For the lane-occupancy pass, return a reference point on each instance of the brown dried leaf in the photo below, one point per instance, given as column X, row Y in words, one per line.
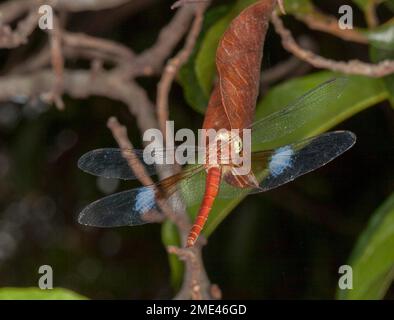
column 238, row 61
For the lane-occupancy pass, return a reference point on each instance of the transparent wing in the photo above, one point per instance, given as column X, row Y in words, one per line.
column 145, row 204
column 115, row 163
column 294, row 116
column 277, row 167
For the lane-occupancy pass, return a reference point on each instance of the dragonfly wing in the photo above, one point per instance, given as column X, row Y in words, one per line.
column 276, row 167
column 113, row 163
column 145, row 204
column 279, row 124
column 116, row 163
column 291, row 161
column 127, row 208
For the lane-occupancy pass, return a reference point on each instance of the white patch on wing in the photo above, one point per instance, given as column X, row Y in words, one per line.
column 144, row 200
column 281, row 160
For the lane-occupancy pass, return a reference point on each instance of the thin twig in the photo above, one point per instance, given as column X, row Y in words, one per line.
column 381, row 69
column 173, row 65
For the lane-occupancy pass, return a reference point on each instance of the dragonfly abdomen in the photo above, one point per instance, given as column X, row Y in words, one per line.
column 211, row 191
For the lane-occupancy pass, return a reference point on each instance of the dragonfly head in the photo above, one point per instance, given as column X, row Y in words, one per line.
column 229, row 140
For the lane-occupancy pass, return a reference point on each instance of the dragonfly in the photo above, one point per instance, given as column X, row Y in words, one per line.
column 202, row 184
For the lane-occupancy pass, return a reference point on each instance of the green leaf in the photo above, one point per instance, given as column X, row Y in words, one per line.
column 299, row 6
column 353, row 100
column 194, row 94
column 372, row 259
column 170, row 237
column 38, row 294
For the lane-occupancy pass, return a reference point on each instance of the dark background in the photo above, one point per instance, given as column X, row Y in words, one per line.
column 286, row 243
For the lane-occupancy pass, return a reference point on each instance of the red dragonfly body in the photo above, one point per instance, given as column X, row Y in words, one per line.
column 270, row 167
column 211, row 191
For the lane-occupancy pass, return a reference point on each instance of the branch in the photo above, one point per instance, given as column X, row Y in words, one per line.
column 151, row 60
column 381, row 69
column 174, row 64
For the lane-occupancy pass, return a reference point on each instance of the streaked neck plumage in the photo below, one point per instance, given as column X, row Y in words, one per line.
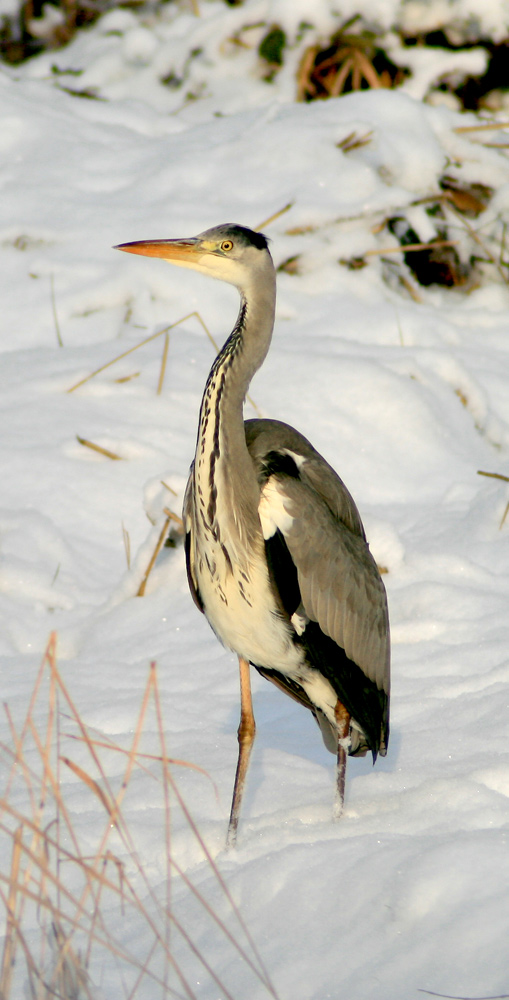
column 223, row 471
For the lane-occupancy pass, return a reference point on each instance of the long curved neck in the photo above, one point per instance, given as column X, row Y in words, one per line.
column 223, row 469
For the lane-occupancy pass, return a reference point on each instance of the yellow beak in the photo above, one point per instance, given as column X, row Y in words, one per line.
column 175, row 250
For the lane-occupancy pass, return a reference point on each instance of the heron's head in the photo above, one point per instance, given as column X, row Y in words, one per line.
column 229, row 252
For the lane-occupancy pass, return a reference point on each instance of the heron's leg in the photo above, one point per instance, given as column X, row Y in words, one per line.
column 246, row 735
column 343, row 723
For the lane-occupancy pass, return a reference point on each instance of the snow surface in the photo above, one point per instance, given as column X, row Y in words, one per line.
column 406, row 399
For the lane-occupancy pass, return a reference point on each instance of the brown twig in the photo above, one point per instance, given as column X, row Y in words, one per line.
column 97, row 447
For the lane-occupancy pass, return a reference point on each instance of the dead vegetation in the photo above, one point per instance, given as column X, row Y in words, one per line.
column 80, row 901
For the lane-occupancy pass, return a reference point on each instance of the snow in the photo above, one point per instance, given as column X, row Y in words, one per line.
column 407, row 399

☆ ☆ ☆

* **What the task requires**: Return all of the material above verbatim, with every line unchanged, but leave the pictures out.

* **Output of the task**:
For the lane-occupancy pass, return a reference point on each instance of the brown dried leaf in the photo below, one point per instance, given as column X, row Y in words, one per line.
column 238, row 61
For the lane-occupancy pass, return a reference point on each instance of the transparent wing in the photo above, one point per instance, given as column X, row Y in words, one per line.
column 145, row 204
column 115, row 163
column 294, row 116
column 277, row 167
For the lane-occupancy pass, return a reference point on each instance of the dragonfly wing in the photo above, one point per instance, given as column X, row Y in words, one per line.
column 276, row 167
column 113, row 163
column 145, row 204
column 279, row 124
column 116, row 163
column 291, row 161
column 127, row 208
For the lane-occupancy pass, return a reference point on each instance of the white patch on wing in the photo above, one point per instance, given as column X, row Y in words, one per line.
column 144, row 200
column 281, row 160
For the lane-occupancy pass, return a reference point on each instance of the thin twig in the photo above, one point per instance, given as column X, row Y in words, one per line.
column 381, row 69
column 173, row 65
For the lane-occupancy pass, return a reference point on each instance of the dragonfly abdomen in the photo above, one point per instance, given as column X, row Y in words, one per line.
column 211, row 191
For the lane-occupancy pass, return a reference point on each instance of the dragonfly head in the photo above, one point per instance, given as column X, row Y in words, one per line.
column 229, row 140
For the lane-occupancy pass, return a reference point on each instance of the dragonfly in the photo above, one point per instance, given as column X, row Y in words, one per line.
column 202, row 184
For the lane-occupancy pass, return a reference point on each instance of the green leaf in the photo above, one point per instance, given as column X, row Y in words, one per line.
column 299, row 6
column 353, row 100
column 194, row 94
column 372, row 259
column 170, row 237
column 38, row 294
For the lane-occupancy pass, return a reference point on each instance of the dark background in the photo above, one point per instance, given as column X, row Y in words, one per line.
column 286, row 243
For the lane-occupancy pass, return a reference point on each instance of the red dragonfly body in the photo above, one point per instance, given as column X, row Y in words, one per line.
column 270, row 167
column 211, row 191
For the lane-occupancy pass, return a reference point on each instance of the branch in the photo above, one point per instance, given as column X, row Y in words, one per line.
column 151, row 60
column 381, row 69
column 174, row 64
For the lane-occupancy pass, return a reference point on each instance of the streaked neck plumage in the photo below, one point per instance, given as column X, row Y in words, one per line.
column 223, row 471
For the lane-occupancy pass, return a reference point on each instance of the long curved neck in the photo above, one point per instance, given as column X, row Y in words, one per line.
column 223, row 469
For the lane-occupancy pass, return a reference point on each instance of the yellow beak in the photo above, one point per instance, given as column X, row Y in words, one per line.
column 175, row 250
For the lane-occupancy pass, return a reference point on each instance of the heron's head in the photo above, one point per instance, given as column X, row Y in words, one per line.
column 229, row 252
For the lane-occupancy pass, return a reference point on each instance of the heron's leg in the photo above, one point per instance, given as column X, row Y in words, one per line.
column 246, row 735
column 343, row 723
For the lane-occupancy pass, return a reference point on each instance of the snow surface in the photo above, one point per instance, given as column X, row Y in words, one per line.
column 406, row 399
For the lane-occupancy pass, return a reference point on each instance of the brown twig in the photo above, one point per instance, given as column X, row Y in words, one per line.
column 97, row 447
For the lane-occupancy pass, return a reference point on each instance of the dead vegetation in the photo above, one point per instance, given as column X, row Y in words, one per line.
column 80, row 901
For the lane-occupancy pass, return a reference point on each instance of the snow in the photo above, one point per instance, given as column X, row Y in words, one per line.
column 407, row 399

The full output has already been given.